→ **Document**
□ □ □ □ □
Ils vous servent une brioche au café du coin et vous indiquent la rangée du papier hygiénique à l’épicerie. Pénurie de main-d’œuvre oblige, les employés de 14 ans sont plus présents que jamais sur le marché du travail. La Presse a voulu démystifier le phénomène et a rencontré de jeunes travailleurs de 14 ans pour connaître leurs motivations.

De plus en plus nombreux à travailler

Quand Pénélope Lavoie marche en direction du café Brioches & Babioles le samedi matin, elle sait exactement pourquoi elle s’en va travailler. L’endroit est bien sûr très animé et prisé dans la région. Mais l’adolescente de 14 ans a surtout un projet en tête.

« Je veux devenir kinésiologue et aller étudier à l’université de Rimouski, raconte-t-elle. Dans cinq ans, je sais que je vais devoir payer un appartement, parce que j’habite trop loin. »

Les jeunes de 14 ans ont chacun leurs raisons d’aller frapper à la porte des employeurs (voir autre texte), qui se doivent de leur côté d’offrir des postes sécuritaires en fonction de leur âge. Pour le sociologue Charles Fleury, professeur à l’Université Laval, les valeurs de la culture québécoise, voire nord-américaine, influencent cette entrée hâtive sur le marché du travail.

On est dans une culture qui valorise l’autonomie individuelle et l’autonomie par le travail. Qu’on soit un enfant de riche ou de pauvre, on va être amené à aller travailler, parce qu’on partage ces valeurs, qu’on souhaite participer à la société de consommation et montrer que ce ne sont pas nos parents qui subviennent à nos besoins.

Charles Fleury, sociologue et professeur à l’Université Laval

« En Europe, à l’inverse, il y a beaucoup moins de jeunes qui travaillent durant leurs études, et ils ne s’en vanteront pas, poursuit le sociologue, parce que ce n’est pas bien vu. »

Motivés et polis

Le manque flagrant de main-d’œuvre est la raison principale qui pousse commerçants et restaurateurs à embaucher des adolescents de 14 ans et même de 13 ans. Or, il s’avère que ce sont aussi des employés polis et motivés, affirment les employeurs interrogés par La Presse.

« On vient d’embaucher un jeune de 13 ans en raison de sa motivation », relate Karine Guay-Désy, copropriétaire des restaurants Küto de Longueuil et de Boucherville. « Le jeune est venu nous rencontrer avec ses parents, et on a décidé de l’intégrer dans l’équipe parce qu’il était super motivé. Plus motivé que certains jeunes de 18-19 ans. »

Au IGA de Saint-Jean-sur-Richelieu, la gérante de la boulangerie, Karine Turcotte, fait le même constat.

Comme c’est souvent leur premier emploi, j’observe qu’en général, les employés de 14 ans s’impliquent plus, font plus d’efforts, prennent des initiatives et se présentent toujours au travail quand ils sont à l’horaire.
□ □ □ □ □
→ **Données fournies**

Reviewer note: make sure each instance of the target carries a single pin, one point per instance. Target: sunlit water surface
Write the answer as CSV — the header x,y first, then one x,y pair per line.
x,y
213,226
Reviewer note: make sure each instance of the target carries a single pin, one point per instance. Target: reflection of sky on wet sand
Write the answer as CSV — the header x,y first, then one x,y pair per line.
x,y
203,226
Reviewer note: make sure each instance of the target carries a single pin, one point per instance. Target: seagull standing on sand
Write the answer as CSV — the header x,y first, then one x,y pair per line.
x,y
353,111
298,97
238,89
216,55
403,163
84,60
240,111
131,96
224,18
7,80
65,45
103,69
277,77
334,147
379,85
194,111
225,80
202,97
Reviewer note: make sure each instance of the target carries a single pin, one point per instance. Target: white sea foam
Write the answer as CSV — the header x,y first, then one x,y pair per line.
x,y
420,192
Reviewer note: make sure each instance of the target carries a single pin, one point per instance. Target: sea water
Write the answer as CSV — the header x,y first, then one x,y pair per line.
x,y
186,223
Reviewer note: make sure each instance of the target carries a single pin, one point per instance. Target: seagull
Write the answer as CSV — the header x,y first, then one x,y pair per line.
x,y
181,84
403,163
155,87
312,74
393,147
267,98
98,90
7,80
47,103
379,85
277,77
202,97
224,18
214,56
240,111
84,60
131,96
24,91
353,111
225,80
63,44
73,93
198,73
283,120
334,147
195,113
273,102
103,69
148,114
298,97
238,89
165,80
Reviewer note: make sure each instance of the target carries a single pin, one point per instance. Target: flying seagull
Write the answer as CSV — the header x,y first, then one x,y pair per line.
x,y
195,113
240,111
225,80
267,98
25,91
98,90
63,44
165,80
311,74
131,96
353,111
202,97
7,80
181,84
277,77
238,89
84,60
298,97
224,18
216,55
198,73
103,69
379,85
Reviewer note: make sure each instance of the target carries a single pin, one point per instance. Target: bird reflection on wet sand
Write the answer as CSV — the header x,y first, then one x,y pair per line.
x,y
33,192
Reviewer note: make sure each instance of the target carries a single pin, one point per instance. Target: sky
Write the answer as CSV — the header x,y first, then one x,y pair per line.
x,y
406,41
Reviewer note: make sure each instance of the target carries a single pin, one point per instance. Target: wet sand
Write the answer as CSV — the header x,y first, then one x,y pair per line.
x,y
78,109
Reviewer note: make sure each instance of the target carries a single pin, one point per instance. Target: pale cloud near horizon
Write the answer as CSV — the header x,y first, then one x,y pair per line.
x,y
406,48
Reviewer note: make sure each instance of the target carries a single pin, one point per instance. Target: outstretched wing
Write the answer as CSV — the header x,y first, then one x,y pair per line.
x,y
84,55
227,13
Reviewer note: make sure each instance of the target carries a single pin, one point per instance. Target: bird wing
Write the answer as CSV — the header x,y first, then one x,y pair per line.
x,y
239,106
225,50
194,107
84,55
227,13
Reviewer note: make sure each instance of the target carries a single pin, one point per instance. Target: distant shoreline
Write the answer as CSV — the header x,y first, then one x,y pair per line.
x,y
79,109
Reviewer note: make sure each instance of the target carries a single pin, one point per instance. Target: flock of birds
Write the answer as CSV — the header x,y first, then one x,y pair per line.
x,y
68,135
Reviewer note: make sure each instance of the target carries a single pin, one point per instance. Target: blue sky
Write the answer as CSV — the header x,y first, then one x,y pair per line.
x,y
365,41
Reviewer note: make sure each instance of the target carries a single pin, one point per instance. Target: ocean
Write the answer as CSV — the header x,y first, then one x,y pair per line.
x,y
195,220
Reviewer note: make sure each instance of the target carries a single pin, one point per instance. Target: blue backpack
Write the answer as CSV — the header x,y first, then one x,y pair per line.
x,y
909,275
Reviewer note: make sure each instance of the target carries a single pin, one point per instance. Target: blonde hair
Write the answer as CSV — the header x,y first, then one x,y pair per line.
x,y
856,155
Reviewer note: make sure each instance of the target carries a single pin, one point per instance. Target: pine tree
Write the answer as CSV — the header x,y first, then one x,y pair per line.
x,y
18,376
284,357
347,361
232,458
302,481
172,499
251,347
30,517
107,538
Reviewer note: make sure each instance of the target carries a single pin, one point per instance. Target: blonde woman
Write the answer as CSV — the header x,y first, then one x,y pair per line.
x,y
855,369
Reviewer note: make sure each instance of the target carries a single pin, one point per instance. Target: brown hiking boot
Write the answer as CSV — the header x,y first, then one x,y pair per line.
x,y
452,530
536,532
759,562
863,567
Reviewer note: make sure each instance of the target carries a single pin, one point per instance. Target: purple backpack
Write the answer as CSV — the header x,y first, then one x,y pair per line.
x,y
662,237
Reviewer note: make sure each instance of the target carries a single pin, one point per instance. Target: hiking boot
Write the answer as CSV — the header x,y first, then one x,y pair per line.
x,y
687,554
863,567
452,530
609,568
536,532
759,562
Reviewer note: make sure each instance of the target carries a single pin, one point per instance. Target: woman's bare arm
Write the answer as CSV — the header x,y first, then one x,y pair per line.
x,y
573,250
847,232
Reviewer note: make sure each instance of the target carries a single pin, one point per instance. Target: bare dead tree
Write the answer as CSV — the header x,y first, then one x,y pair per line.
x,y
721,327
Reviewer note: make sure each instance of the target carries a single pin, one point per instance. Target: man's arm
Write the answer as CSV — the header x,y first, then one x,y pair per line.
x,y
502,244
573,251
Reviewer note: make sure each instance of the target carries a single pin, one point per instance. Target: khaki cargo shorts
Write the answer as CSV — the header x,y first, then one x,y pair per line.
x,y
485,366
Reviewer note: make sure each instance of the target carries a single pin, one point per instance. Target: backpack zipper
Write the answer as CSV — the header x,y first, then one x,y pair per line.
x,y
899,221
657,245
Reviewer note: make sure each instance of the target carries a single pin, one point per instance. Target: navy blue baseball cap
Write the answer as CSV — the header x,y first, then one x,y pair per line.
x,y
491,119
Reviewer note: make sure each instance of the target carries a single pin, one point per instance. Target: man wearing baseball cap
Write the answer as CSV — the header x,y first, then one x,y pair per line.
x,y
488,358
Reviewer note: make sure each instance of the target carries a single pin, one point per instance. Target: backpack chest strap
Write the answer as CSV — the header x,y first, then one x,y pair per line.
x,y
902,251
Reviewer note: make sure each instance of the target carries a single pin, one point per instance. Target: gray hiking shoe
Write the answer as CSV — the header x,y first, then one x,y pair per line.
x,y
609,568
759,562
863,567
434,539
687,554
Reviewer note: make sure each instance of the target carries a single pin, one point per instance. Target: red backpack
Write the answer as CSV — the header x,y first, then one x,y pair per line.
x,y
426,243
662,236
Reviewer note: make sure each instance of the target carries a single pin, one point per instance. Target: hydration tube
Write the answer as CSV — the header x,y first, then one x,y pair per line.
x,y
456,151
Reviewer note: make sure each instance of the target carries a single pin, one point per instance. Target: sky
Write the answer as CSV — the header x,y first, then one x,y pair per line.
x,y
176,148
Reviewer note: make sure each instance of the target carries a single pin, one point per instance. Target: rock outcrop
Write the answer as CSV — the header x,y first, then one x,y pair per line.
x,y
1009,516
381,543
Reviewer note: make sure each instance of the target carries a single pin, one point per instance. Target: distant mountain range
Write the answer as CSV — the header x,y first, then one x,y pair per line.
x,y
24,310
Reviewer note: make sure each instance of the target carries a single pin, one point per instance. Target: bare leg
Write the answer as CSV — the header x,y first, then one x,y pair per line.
□ □ □ □ □
→ **Tâches à réaliser**
1) Recopiez l'article sur les travailleurs de 14 ans depuis « De plus en plus » jusqu'à « hâtive sur le marché du travail. » inclus.
2) Rédigez la suite de l'article sur les travailleurs de 14 ans en reprenant après sa dernière phrase.
Les données qui précèdent forment un matériau distinct de l'article sur les travailleurs de 14 ans.

→ **Corrigé de l'exercice**
1)
De plus en plus nombreux à travailler

Quand Pénélope Lavoie marche en direction du café Brioches & Babioles le samedi matin, elle sait exactement pourquoi elle s’en va travailler. L’endroit est bien sûr très animé et prisé dans la région. Mais l’adolescente de 14 ans a surtout un projet en tête.

« Je veux devenir kinésiologue et aller étudier à l’université de Rimouski, raconte-t-elle. Dans cinq ans, je sais que je vais devoir payer un appartement, parce que j’habite trop loin. »

Les jeunes de 14 ans ont chacun leurs raisons d’aller frapper à la porte des employeurs (voir autre texte), qui se doivent de leur côté d’offrir des postes sécuritaires en fonction de leur âge. Pour le sociologue Charles Fleury, professeur à l’Université Laval, les valeurs de la culture québécoise, voire nord-américaine, influencent cette entrée hâtive sur le marché du travail.

2)
Karine Turcotte, gérante de la boulangerie au IGA de Saint-Jean-sur-Richelieu

Les démissions sans prévenir s’avèrent problématiques dans de nombreux commerces. Pour contrer ce comportement répandu, la gérante explique que l’épicier a dû instaurer une règle : lorsqu’un employé démissionne, il doit revenir en personne chercher son dernier chèque de paye et remettre son uniforme au gérant qui l’avait embauché.

Le taux de chômage

Même très motivés, les jeunes de la génération X, qui avaient 14 ans en 1982, n’auraient jamais pu espérer décrocher un emploi alors que le taux de chômage au Québec atteignait 15 %. Les Y âgés de 14 ans en 1996 non plus. À cette époque, le taux de chômage s’élevait à 12 % comparé au seuil historique de 3,9 % enregistré au Québec en avril 2022.

« Dans les restaurants et les épiceries, il fallait déposer quelques CV avant de décrocher un emploi, et encore. Dans les cinémas, on n’y pensait même pas, il fallait connaître quelqu’un pour être embauché, se souvient le sociologue. Le contexte de l’emploi était différent. Dans les années 1980-1990, il y avait un ralentissement économique, mais la masse de jeunes était plus nombreuse. »

La démographie se prononce

La part de la population âgée de 0 à 14 ans est passée de 24,6 % en 1976 à 15,8 % en 2019, indique le Portrait statistique de l’emploi des jeunes au Québec dans la décennie 2010-2019 réalisé par la Chaire-réseau de recherche sur la jeunesse du Québec. Tout comme la part des 15 à 24 ans qui a diminué de 20,6 % à 10,9 % durant la même période.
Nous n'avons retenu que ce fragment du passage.